##### Exercise data

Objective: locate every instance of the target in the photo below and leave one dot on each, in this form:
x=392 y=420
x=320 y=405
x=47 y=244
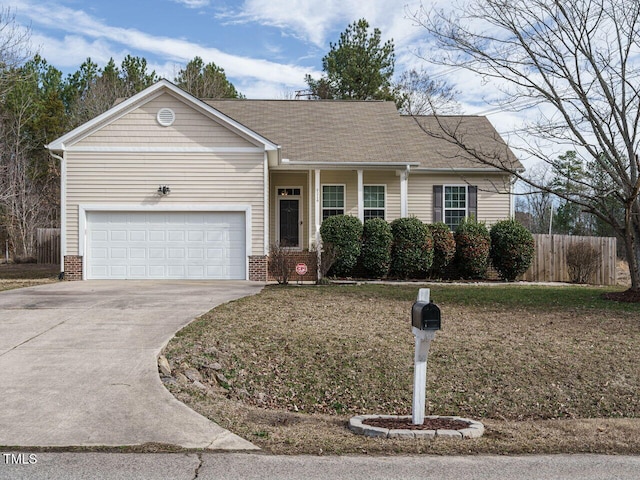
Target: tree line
x=39 y=104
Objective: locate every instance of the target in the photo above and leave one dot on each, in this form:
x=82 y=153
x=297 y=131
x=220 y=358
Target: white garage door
x=189 y=245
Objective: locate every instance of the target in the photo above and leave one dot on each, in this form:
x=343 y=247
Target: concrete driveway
x=78 y=363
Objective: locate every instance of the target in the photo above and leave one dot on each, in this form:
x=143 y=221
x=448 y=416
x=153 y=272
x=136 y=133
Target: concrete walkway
x=78 y=363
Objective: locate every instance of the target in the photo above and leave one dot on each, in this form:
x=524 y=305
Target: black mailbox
x=425 y=315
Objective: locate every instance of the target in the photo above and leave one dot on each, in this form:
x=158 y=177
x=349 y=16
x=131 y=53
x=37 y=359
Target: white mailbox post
x=424 y=325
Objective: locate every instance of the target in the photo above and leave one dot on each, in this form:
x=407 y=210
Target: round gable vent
x=166 y=117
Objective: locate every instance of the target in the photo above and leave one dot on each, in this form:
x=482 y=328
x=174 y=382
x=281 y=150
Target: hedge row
x=410 y=249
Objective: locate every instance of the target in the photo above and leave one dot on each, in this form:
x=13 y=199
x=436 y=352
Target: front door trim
x=300 y=211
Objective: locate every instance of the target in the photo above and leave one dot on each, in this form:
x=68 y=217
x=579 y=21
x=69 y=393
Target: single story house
x=166 y=185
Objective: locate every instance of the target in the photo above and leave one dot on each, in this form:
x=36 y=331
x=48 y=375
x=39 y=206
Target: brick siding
x=306 y=257
x=72 y=267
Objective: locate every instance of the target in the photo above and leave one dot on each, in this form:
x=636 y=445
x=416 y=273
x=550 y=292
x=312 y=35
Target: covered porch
x=300 y=199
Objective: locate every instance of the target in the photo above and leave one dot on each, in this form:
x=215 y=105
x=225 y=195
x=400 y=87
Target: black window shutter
x=473 y=202
x=437 y=203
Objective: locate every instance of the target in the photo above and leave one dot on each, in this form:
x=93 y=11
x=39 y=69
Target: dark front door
x=289 y=222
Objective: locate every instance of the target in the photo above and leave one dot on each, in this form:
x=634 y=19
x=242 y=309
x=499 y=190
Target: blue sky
x=265 y=46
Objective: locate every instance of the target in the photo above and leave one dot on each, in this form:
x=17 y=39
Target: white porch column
x=404 y=193
x=361 y=195
x=317 y=219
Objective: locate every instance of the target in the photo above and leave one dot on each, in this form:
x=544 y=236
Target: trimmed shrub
x=376 y=248
x=412 y=248
x=444 y=248
x=582 y=261
x=473 y=243
x=512 y=249
x=342 y=234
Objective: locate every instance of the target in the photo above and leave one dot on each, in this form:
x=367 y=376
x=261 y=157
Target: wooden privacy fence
x=48 y=245
x=550 y=260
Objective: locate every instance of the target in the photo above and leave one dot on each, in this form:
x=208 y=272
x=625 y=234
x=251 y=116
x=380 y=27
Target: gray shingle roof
x=358 y=131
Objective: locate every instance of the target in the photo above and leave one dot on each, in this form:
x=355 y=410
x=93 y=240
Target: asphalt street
x=248 y=466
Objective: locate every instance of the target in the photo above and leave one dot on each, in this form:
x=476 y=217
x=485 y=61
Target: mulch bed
x=631 y=296
x=405 y=424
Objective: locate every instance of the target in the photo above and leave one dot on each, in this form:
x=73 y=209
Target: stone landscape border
x=356 y=425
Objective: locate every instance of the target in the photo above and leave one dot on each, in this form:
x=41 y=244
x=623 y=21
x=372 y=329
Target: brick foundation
x=309 y=258
x=72 y=267
x=258 y=268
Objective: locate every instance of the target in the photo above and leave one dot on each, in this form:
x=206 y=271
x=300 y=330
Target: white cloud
x=315 y=21
x=194 y=3
x=102 y=41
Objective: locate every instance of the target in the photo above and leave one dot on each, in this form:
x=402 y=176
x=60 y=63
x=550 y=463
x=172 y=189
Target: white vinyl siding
x=140 y=128
x=493 y=198
x=194 y=178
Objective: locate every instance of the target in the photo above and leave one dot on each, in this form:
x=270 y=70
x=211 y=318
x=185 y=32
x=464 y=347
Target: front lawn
x=18 y=275
x=547 y=369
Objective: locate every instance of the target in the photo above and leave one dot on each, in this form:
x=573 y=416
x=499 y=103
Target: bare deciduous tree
x=578 y=62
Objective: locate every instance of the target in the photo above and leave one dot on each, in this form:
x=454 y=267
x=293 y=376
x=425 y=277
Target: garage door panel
x=118 y=235
x=198 y=245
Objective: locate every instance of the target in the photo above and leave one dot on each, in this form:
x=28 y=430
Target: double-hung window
x=332 y=200
x=454 y=203
x=374 y=201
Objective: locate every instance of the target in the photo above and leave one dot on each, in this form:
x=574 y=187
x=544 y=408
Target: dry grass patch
x=22 y=275
x=546 y=369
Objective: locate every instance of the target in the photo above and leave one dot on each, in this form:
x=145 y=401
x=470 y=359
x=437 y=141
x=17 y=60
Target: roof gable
x=144 y=97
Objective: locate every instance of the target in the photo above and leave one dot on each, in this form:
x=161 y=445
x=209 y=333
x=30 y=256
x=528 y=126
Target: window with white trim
x=374 y=201
x=332 y=200
x=455 y=205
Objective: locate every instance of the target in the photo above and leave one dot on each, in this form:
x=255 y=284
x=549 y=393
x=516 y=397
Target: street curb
x=356 y=425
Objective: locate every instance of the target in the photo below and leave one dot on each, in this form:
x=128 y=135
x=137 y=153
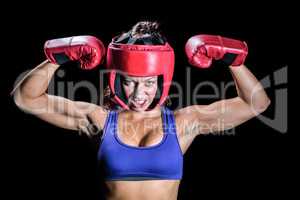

##########

* [What is expected]: From the listing above, copy out every line that contains the word "black".

* [Completed exercise]:
Target: black mailbox
Target: black window shutter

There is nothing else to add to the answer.